WRITTEN EXERCISE A:
Transcribe the records verbatim, from the start of the records through the line containing "70], [309, 69]]".

**** SOURCE TEXT

KatG, I don't know if you've mentioned this elsewhere, but can you elaborate on the difference between book retail and regular retailing? Oh, I think it'd be neat if someone resurrected the original Borders in Ann Arbor as a local bookstore just like it was originally.
Book retailing is weird. Fiction publishing is even weirder. It's small, works on narrow profit margins with no real cash reserves, slow growth, minimal marketing and no demographic research and other geegaws that other industries use because there's no money for it and most of it doesn't work for books. Book publishing uses ancient accounting, distribution and sales systems that even magazines no longer use, principally the return system with print for booksellers. They use them because booksellers have continued to want them as a commission guarantee, and because they actually have worked better for the industry than trying to adopt methods from music or other industries.
Books supplies two tracks -- entertainment (fiction and some non-fiction; ) and information (non-fiction.) This makes it different from music and movies (nor does it share many business practices with those industries, including e-books.) Non-fiction is author-based, partly directly competitive, and readers are marketing oriented, but not entirely and reliably so, with some symbiosis, browsing and variety factors. Fiction is book-based, not directly competitive, and runs thoroughly through symbiosis, variety and browsing. Fiction readers are marketing resistant and the chief marketing impetus is word of mouth recommendations by those they know, which cannot be rigged. Awareness of a fiction work can be done through marketing, but it may not translate reliably into word of mouth.

********

WRITTEN EXERCISE B:
In the passage on book retailing, which traits of fiction publishing does the sentence beginning "It's small" list?

**** STORED ROWS

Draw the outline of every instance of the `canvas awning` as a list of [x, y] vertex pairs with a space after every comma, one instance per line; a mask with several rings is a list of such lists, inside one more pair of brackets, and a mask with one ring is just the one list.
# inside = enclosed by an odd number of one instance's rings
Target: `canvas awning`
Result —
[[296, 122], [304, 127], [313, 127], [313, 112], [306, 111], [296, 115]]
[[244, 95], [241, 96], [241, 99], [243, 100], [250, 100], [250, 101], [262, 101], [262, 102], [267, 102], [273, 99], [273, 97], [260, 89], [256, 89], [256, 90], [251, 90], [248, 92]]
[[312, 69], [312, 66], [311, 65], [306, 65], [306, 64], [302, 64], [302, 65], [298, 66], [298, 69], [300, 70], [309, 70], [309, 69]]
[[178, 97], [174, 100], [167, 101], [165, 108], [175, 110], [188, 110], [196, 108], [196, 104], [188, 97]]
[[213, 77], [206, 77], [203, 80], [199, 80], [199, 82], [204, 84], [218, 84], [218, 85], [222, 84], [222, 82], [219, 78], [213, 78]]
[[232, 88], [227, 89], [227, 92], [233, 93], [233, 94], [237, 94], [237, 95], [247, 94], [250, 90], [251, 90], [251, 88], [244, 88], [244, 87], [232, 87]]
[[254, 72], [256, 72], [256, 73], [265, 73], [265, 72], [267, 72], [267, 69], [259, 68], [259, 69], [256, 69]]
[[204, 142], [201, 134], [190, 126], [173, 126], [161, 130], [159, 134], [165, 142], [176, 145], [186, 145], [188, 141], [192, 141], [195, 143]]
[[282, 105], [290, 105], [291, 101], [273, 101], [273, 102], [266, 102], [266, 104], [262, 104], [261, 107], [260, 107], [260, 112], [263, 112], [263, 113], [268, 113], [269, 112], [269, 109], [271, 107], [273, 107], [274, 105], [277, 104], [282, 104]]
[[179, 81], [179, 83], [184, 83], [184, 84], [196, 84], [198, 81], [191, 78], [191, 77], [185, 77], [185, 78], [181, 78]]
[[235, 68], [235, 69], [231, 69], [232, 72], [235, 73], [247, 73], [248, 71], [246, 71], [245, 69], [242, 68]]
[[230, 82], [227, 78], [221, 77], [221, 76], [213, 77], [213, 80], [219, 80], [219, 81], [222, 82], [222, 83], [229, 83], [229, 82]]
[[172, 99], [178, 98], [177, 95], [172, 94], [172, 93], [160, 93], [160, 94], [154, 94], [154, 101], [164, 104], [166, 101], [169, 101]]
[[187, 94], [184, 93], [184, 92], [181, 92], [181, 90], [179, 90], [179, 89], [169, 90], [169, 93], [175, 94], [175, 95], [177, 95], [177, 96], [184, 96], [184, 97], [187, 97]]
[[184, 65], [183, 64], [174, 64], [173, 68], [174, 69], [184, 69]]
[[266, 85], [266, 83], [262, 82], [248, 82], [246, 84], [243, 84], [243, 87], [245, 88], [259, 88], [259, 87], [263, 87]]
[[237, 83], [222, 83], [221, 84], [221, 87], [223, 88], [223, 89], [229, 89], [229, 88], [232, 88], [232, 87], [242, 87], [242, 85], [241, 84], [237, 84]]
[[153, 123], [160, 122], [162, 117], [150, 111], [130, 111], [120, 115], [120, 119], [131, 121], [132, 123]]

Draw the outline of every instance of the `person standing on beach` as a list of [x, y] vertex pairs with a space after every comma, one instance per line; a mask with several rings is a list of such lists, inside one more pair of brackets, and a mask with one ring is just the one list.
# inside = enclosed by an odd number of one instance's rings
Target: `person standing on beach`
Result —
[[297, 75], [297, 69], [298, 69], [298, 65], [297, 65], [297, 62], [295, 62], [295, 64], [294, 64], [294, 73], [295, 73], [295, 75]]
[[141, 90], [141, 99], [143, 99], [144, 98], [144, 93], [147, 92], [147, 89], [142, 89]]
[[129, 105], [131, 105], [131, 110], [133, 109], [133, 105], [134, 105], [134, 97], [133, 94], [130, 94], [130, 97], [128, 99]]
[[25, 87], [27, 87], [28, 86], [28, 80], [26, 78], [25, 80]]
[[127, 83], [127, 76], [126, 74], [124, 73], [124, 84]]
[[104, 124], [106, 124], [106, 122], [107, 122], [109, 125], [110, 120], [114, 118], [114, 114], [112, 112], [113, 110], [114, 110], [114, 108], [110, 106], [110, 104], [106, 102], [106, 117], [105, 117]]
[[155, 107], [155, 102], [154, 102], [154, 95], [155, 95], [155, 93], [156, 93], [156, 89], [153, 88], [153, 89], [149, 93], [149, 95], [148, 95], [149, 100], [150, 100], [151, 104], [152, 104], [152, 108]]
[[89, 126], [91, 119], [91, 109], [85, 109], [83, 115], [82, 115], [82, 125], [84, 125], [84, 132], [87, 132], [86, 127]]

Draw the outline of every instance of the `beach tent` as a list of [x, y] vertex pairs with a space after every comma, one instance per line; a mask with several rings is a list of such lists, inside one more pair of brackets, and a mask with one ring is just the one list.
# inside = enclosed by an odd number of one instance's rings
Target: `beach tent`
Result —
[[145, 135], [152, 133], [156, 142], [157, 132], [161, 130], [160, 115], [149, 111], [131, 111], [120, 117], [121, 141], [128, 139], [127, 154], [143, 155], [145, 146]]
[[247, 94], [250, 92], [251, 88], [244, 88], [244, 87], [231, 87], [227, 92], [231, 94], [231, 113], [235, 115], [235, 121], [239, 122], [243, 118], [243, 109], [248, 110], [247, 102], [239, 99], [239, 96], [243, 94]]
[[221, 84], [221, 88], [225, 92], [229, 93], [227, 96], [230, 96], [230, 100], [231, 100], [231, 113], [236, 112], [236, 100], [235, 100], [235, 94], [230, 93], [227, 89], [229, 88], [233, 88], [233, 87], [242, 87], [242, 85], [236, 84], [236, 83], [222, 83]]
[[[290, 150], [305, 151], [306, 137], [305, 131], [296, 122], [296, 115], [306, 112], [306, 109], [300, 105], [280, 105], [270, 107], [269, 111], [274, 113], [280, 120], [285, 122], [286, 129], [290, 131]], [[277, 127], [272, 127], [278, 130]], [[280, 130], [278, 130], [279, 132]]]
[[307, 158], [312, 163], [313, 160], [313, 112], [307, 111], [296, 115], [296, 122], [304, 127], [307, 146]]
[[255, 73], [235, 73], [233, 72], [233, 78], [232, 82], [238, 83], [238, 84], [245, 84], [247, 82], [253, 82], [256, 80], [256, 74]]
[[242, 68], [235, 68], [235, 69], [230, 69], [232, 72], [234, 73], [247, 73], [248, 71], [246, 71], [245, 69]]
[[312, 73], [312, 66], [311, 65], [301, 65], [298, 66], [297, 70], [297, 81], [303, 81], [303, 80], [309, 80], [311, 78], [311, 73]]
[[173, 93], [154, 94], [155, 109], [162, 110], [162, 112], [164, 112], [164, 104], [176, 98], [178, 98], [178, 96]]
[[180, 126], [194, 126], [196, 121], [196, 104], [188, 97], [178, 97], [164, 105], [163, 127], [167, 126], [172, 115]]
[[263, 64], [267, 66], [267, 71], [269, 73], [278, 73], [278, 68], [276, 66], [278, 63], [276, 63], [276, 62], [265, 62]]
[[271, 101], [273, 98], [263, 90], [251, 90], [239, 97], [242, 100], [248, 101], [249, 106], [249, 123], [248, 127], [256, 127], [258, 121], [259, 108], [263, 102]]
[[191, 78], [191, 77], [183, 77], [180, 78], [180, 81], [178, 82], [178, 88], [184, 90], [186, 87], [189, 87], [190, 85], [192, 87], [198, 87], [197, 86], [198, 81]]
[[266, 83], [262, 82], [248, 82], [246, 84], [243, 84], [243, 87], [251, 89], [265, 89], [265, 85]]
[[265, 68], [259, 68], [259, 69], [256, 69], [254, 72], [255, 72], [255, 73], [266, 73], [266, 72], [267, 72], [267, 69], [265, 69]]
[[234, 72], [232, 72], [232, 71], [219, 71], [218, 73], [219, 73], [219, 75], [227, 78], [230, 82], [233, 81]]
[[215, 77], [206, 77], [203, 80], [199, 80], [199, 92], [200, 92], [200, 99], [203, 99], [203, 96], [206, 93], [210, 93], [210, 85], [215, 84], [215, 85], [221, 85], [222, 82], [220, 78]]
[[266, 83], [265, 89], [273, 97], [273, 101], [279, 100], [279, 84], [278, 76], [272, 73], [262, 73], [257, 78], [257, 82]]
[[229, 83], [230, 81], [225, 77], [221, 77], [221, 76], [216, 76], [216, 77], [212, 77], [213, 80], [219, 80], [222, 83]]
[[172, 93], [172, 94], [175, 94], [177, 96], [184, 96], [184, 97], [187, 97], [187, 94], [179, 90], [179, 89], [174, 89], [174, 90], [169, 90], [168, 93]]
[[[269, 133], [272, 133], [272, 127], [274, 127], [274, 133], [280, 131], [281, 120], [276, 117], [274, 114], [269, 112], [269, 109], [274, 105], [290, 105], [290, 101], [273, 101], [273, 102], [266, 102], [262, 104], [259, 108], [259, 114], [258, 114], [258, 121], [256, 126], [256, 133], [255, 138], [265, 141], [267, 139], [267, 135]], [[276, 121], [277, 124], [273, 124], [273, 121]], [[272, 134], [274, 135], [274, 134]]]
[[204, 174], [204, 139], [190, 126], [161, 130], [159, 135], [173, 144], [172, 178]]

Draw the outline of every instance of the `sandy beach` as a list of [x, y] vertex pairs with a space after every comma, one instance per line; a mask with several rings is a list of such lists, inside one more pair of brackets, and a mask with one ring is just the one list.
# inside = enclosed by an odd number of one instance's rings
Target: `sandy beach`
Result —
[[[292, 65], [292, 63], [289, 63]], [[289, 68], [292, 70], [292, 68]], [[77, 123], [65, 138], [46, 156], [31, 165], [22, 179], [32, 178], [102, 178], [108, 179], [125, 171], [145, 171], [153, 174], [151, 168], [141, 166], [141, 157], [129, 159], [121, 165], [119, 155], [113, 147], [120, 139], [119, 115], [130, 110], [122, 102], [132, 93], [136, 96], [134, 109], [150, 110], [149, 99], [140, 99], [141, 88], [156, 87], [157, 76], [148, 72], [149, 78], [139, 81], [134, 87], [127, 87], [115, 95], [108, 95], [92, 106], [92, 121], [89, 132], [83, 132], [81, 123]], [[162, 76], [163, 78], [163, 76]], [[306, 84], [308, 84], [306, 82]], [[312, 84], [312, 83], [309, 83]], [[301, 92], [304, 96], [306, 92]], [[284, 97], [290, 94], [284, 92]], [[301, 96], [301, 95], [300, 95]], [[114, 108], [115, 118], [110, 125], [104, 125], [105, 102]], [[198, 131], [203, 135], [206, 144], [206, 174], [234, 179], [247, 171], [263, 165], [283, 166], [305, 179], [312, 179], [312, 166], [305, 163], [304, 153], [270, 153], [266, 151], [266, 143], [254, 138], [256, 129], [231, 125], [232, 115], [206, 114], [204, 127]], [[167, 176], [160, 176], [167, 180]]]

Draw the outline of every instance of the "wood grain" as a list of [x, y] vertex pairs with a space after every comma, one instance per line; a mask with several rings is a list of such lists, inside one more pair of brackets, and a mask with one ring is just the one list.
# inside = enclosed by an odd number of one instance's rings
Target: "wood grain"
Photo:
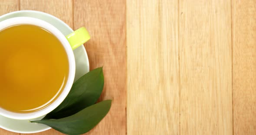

********

WRITTEN SOLUTION A:
Draw the outline of every instance of the `canvas awning` as a list of [x, y] vertex pairs with a space after every comma, one instance per line; a mask with several rings is a list of such lists, inside one more pair of brackets, and a mask with one ring is just the one list.
# inside = enclosed by an odd number of one instance's rings
Target: `canvas awning`
Result —
[[296, 122], [304, 127], [313, 127], [313, 112], [306, 111], [296, 115]]
[[244, 95], [241, 96], [241, 99], [243, 100], [250, 100], [250, 101], [262, 101], [262, 102], [267, 102], [273, 99], [273, 97], [260, 89], [256, 89], [256, 90], [251, 90], [248, 92]]
[[312, 69], [312, 66], [311, 65], [306, 65], [306, 64], [302, 64], [302, 65], [298, 66], [298, 69], [300, 70], [309, 70], [309, 69]]

WRITTEN SOLUTION B:
- It is small
- It works on narrow profit margins
- It has no real cash reserves
- It has slow growth
- It has minimal marketing
- It has no demographic research